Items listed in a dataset

☆ ☆ ☆ ☆

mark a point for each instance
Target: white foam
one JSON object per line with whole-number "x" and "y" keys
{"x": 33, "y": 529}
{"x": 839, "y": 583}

☆ ☆ ☆ ☆

Your output should consist only of the lines from the one containing "one JSON object" to the end of the records above, each retyped exactly.

Response to the exercise:
one JSON object per line with whole-number "x" and "y" keys
{"x": 33, "y": 529}
{"x": 839, "y": 583}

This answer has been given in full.